(Bounding box annotation rows)
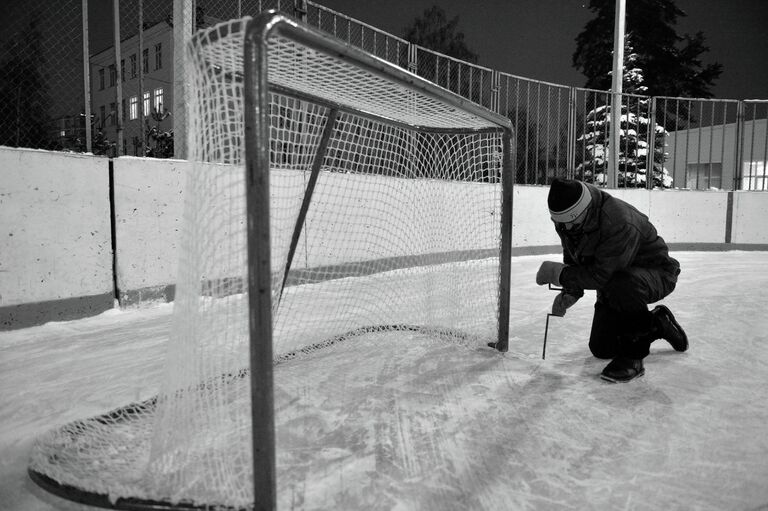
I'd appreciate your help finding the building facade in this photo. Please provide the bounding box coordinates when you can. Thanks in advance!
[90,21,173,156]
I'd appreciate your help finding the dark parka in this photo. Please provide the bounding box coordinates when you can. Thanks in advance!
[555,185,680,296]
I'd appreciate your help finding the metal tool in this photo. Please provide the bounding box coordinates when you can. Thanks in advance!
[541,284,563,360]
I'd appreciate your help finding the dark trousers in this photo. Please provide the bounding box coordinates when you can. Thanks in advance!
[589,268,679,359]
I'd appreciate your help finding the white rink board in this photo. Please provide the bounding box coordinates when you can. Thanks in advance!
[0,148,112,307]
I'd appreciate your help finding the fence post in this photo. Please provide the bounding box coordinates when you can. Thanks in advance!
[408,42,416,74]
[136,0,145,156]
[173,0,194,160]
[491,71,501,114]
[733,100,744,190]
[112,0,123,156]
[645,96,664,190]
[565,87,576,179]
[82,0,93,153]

* _What is expected_:
Please rewrite the rows above as a two-column CSV with the headers label_text and coordinates, giving each piece of wording its own line next to its answer. Wrap every field in double quotes, turn line breaks into spaces, and leave out the pictures.

* _Result_:
label_text,coordinates
"I'd appreciate your help finding the building facade in this photo. Please provide the bounding box coordinates when you can. Thanks in advance!","[90,21,173,156]"
"I'd appreciate your help finding the dark parka in this photo. Please provide the bounding box coordinates when you can. Thanks in advance!","[555,185,680,296]"
"I'd appreciate your help finding the metal tool in this photo. Please provide the bounding box coordinates when you can. Thanks in advance!","[541,284,563,360]"
"I'd appreciate your help finding the dark trousers in this photo. Please provide the bounding box coordinates when you can. Thanks in advance!","[589,268,679,359]"
"I'd appreciate your help finding the white rink board in this photo. Please provide the bounding box coordinates when you can. Thanks in advance!","[0,148,112,307]"
"I'd appreciate your help finding the fence post in this photo. Please provide the bounding box coordinates when you can. Thanks in advance!","[408,42,416,74] [136,0,145,156] [173,0,194,160] [491,71,501,114] [733,100,744,190] [112,0,123,156] [645,96,664,190] [565,87,576,179] [82,0,93,153]"